#### Text for analysis ####
NOTES

    30 June 2007 31 Dec 2005
    18 months 12 months
    Audited Restated, audited
    Rm Rm
1. Net finance costs 51,1 19,4
  Interest received (0,7) (8,0)
  Interest paid 51,8 27,4
2. Capital expenditure commitments 201,2 33,3
  Contracted 29,8 10,3
  Approved but not yet contracted 171,4 23,0
  The bulk of the increase relates to approval for    
  the Hosaf expansion project (R97,7 million).    
3. Operating lease commitments 23,9 16,0
4. Guarantees and contingent liabilities 5,8 9,1
5. Adoption of Circular 9/2006
The group has adopted Circular 9/2006 (Transactions giving rise to revenue/purchases adjustments), and the 2005 results have been restated accordingly.
6. Taxation
Taxation remains low in relation to reported profits mainly due to non-taxable income.
7. Basis of preparation of the results
The condensed audited results of the group for the eighteen months ended 30 June 2007 have been prepared in accordance with the accounting policies of the group, which comply with International Financial Reporting Standards (IFRS), and the presentation and disclosure requirements of IAS 34 (Interim Financial Reporting). Certain prior period adjustments (2005 earnings effect (0,4) cents) have been made in relation to biological assets and the effects of Circular 9/2006, and prior periods have been restated accordingly. Diluted earnings per share is not disclosed as the share options are anti-dilutive.
8. Audited results
The results for the eighteen months ended 30 June 2007 have been audited by Deloitte & Touche. Their unmodified audit opinion is available for inspection at the registered office of the company.
#### Records supplied ####
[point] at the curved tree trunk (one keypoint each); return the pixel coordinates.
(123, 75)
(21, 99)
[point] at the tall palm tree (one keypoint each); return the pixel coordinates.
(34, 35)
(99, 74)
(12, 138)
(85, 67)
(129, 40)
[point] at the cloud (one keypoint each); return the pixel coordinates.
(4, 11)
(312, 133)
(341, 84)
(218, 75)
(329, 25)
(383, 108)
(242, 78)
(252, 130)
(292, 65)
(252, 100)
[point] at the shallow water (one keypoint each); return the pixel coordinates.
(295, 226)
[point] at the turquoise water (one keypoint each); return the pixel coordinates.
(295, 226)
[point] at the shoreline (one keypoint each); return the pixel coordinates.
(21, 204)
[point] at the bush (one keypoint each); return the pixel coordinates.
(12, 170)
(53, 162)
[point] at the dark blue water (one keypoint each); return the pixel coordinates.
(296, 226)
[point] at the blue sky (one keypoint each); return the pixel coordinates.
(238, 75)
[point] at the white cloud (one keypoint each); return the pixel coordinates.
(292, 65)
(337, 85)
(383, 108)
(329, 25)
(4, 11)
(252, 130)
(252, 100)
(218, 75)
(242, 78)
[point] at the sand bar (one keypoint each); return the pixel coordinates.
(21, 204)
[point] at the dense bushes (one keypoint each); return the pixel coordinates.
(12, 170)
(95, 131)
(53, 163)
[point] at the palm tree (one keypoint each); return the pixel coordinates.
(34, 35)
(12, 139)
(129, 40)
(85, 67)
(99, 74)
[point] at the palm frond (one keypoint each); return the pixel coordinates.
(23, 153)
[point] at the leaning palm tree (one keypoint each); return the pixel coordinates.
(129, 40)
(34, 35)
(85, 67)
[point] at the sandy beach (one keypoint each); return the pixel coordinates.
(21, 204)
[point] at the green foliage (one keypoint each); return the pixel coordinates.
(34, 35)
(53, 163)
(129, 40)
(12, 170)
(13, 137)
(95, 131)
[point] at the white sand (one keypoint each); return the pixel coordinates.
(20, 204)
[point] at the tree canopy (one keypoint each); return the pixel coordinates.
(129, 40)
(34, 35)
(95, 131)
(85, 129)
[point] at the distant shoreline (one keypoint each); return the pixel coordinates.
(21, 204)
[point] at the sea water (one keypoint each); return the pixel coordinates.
####
=== Required action ===
Repeat word for word the stretch of the financial results notes from "3. Operating lease" through "results have been restated accordingly.".

=== Exercise result ===
3. Operating lease commitments 23,9 16,0
4. Guarantees and contingent liabilities 5,8 9,1
5. Adoption of Circular 9/2006
The group has adopted Circular 9/2006 (Transactions giving rise to revenue/purchases adjustments), and the 2005 results have been restated accordingly.